Ant Faber
aan
Menno ter Braak [Rotterdam]

[Scheveningen], [na 24 november 1932]

Lieve Menno

Vanavond een brief van Eddy, hij slaat het niet af, maar voorloopig is het niet noodig; de brief zal ik meenemen. Dus dat is weer in orde. 'k Heb even een cartje teruggeschreven vanavond.

Met de Pipa samen in de v. Bleiswijkstraat gegeten. Hij was eenigszins onrustig, moest aan 't woord vanavond, defensie, aanval op de ‘Christelijke’ regeering. Hij vreesde, dat de voorzitter hem af zou tikken, als zijnde niet aan de orde. 'k Heb hem een waarschuwing meegegeven aangaande de preektoon.

Mantel - hoed, japon zijn gearriveerd. De eerste valt zeer in de smaak, de laatste ook wel, de hoed lijkt wel ‘pet’. Enfin, 'k zal er morgen nog eens op studeeren. Van de jas ben ik werkelijk zeer verrukt.

Weet je al, dat ik m'n haar anders ga doen? Maar 't moet eerst nog wat aangroeien. 't Zal beeldig worden.

● ● ● ● ● ● ●

**OPDRACHT 1**
Beantwoord over de brief aan Menno ter Braak:
(a) Van wie kwam er vanavond een brief?
(b) Welk kledingstuk lijkt volgens de brief wel een "pet"?
(c) Wat moet er eerst met het haar gebeuren voordat het anders gedaan wordt?
**OPDRACHT 2**
Kun je de brief aan Menno ter Braak afmaken, aansluitend op de laatste zin?
De gegevens die hierna volgen komen uit een andere bron.

**GEGEVENSREGELS**
● ● ● ● ● ● ●

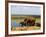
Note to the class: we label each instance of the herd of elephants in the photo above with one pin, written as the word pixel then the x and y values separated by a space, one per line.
pixel 29 22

● ● ● ● ● ● ●

**JUIST ANTWOORD 1**
(a) Van Eddy.
(b) De hoed.
(c) Het moet eerst nog wat aangroeien.

**JUIST ANTWOORD 2**
Vanmiddag ben ik drijfnat geworden, zooiets als Ruurlo, verder kletste ik nog middenin de Breestraat languit over de straat; ik doe dat heel handig meestal, zoodat er ook nu zelfs geen kous stuk was. Gelukkig had ik mijn taschje opgeborgen, zoodat daar geen smetten op zijn gekomen, verbeeld je. 'k Ben er toch zoo mee in m'n schik, echt!

Gisteren, tijdens mijn diner in de Turk, heb ik mij ettelijke malen gepoederd en besnoten, alleen maar om het open te ritsen. Zeer genoeglijk, gemakkelijk en smaakvol en chique enz.

Ik zal dus maar komen Zondag? Waarschijnlijk kom ik dan vast Zaterdagavond 11 uur, 'k weet het nog niet zeker, hoor! Anders zien jullie me wel Zondag verschijnen tegen 12 uur; terwijl ik het neerschrijf lijkt me dit laatste weer waarschijnlijk.

Moest de Heer v. Vriesland op dat snertstukje over Forum nu zoo lang broeden. Lijkt me wat gezocht. Je ziet, dat je nog weer duidelijker moet schrijven, daar hij ook al vindt, dat je de waarde van de kunst aantast.

Ben je alweer opgeschoten met schrijven? 'k Ben zeer benieuwd. Morgenmiddag ga ik een poosje winkelen; morgenavond hoop ik nog wat te werken; 'k schiet weer niets op.

Heb je al een boek voor Truida bedacht, doe zulks alsnog.

Dag hoor, tot ziens.

'k Verlang wel eens een beetje naar U.Ed.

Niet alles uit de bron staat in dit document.